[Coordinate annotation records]
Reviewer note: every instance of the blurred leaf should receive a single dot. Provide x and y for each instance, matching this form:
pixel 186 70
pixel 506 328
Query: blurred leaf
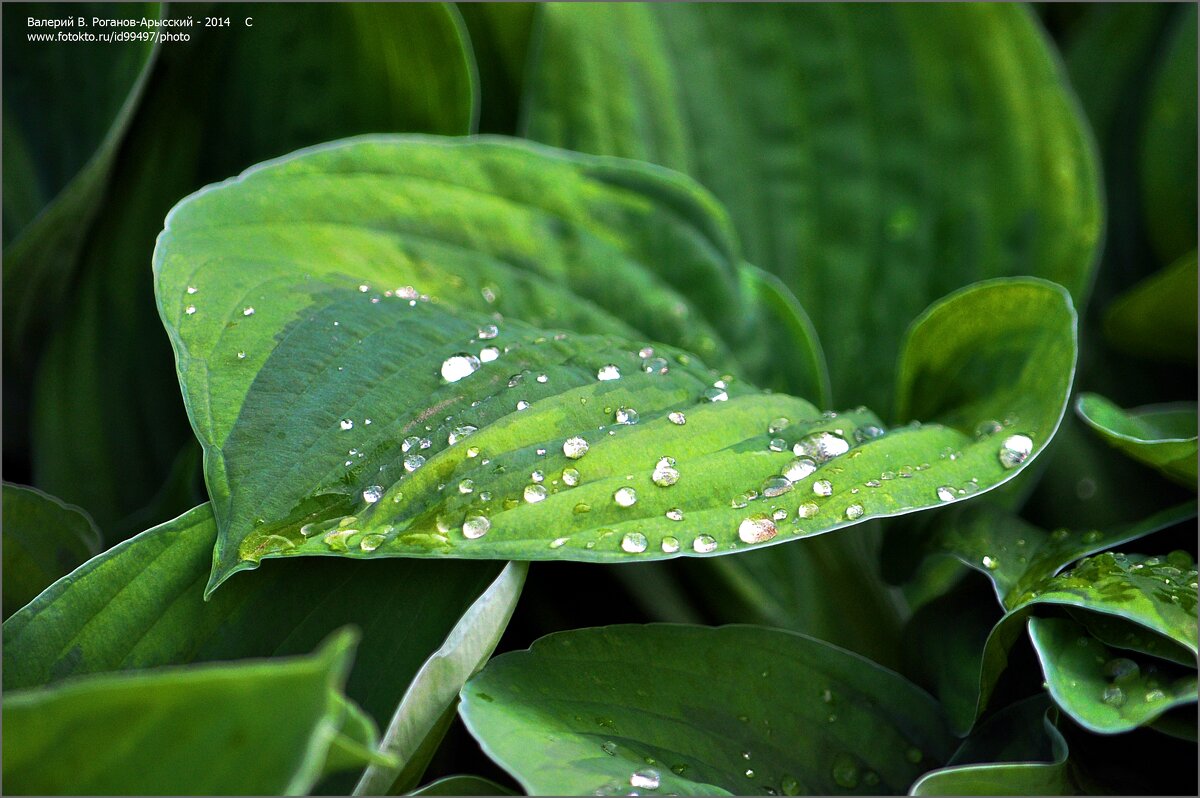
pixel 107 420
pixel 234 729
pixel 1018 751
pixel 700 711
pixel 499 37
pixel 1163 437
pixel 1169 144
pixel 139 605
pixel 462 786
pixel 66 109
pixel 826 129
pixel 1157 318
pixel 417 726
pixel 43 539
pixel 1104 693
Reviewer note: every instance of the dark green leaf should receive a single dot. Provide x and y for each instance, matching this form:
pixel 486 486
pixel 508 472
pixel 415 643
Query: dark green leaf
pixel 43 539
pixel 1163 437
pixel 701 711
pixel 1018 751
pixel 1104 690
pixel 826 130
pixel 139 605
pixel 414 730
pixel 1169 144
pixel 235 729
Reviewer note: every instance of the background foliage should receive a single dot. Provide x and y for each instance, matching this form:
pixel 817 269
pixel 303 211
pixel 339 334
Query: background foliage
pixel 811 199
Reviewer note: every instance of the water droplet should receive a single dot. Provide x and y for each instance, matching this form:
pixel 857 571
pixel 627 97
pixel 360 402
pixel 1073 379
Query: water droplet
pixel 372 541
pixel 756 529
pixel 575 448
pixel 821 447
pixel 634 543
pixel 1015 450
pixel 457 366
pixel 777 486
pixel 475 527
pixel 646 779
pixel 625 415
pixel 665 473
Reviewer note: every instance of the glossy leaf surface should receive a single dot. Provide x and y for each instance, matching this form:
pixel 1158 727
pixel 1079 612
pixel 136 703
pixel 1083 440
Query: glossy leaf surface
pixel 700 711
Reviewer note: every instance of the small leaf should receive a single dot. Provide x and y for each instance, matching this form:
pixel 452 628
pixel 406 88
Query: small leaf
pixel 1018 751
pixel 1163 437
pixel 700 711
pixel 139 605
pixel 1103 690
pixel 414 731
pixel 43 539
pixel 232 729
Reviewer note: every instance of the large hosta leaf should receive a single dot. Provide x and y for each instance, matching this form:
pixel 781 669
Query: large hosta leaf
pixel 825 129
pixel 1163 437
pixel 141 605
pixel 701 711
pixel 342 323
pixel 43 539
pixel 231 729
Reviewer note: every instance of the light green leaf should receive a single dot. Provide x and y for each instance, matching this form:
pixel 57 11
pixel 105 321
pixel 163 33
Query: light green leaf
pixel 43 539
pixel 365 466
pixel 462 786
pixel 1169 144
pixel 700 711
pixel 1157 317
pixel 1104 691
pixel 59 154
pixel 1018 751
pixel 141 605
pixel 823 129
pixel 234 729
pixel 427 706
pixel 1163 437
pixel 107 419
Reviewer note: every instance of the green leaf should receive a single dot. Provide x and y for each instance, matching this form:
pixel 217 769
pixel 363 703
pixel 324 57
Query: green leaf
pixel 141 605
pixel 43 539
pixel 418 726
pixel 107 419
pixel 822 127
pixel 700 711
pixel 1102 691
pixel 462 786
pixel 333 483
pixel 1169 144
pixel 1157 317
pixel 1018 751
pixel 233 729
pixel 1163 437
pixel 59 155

Directive: Reproduce all the records above, swapping every "Reviewer note" for "Annotator note" and changing nothing else. Leave the pictures out of the answer.

Expected answer:
Annotator note: every instance of the blurred leaf should receive a single dot. Provide x and y for each instance, matching this form:
pixel 186 70
pixel 506 328
Query: blurred leaf
pixel 107 420
pixel 234 729
pixel 1018 751
pixel 700 711
pixel 499 37
pixel 1163 437
pixel 1169 144
pixel 139 605
pixel 462 786
pixel 66 109
pixel 826 129
pixel 1157 318
pixel 417 726
pixel 43 539
pixel 1104 693
Annotator note: every instance of the dark green leaf should receive a single dot. Provide x and y for each instance, matching this form:
pixel 486 486
pixel 508 472
pixel 415 643
Query: dark green leaf
pixel 43 539
pixel 1163 437
pixel 701 711
pixel 1018 751
pixel 1104 690
pixel 826 130
pixel 139 605
pixel 414 730
pixel 1169 144
pixel 235 729
Annotator note: every instance of the background foliage should receive a single dot. Provide x and y for each instance, matching this form:
pixel 817 269
pixel 303 211
pixel 339 334
Query: background foliage
pixel 811 199
Annotator note: every instance of the water droplet should receive a single dot. Provide x and y for each instance, matching this form:
pixel 857 571
pixel 627 97
pixel 360 402
pixel 1073 379
Query: water droplet
pixel 372 541
pixel 756 529
pixel 575 448
pixel 821 447
pixel 634 543
pixel 1015 450
pixel 457 366
pixel 777 486
pixel 475 527
pixel 646 779
pixel 625 415
pixel 665 473
Annotator note: every instance of the glossy leaf surface should receive a single dot. Provide x and y for each instance, matching this form:
pixel 1158 727
pixel 1079 612
pixel 136 703
pixel 1083 440
Query: glossy leaf surface
pixel 700 711
Annotator note: every instance of the small leaf should receive a single dot. Provide x and y for each instance, matching this form:
pixel 452 628
pixel 406 88
Query: small leaf
pixel 1018 751
pixel 1163 437
pixel 700 711
pixel 139 605
pixel 1103 690
pixel 414 731
pixel 43 539
pixel 232 729
Annotator note: every instance of the large hosta leaf should receive a single dot. Provide x and y for each instance, matching this form:
pixel 781 669
Query: large hosta leaf
pixel 825 129
pixel 1163 437
pixel 141 605
pixel 701 711
pixel 342 323
pixel 43 539
pixel 231 729
Annotator note: every instance of the light green leaf should receive a single dot. Provide x and y for each instance, matching this form:
pixel 57 11
pixel 105 321
pixel 163 33
Query: light green leaf
pixel 43 539
pixel 365 466
pixel 462 786
pixel 1169 144
pixel 700 711
pixel 1157 317
pixel 1104 691
pixel 59 154
pixel 1018 751
pixel 141 605
pixel 823 129
pixel 234 729
pixel 427 706
pixel 1163 437
pixel 107 419
Annotator note: every instance of the green leaf should receive a single dot. Provide x and y for each instance, matching this form:
pixel 217 769
pixel 363 703
pixel 324 57
Query: green leaf
pixel 141 605
pixel 43 539
pixel 418 726
pixel 107 419
pixel 822 127
pixel 700 711
pixel 1102 691
pixel 462 786
pixel 333 483
pixel 1169 144
pixel 1157 317
pixel 1018 751
pixel 233 729
pixel 1163 437
pixel 59 155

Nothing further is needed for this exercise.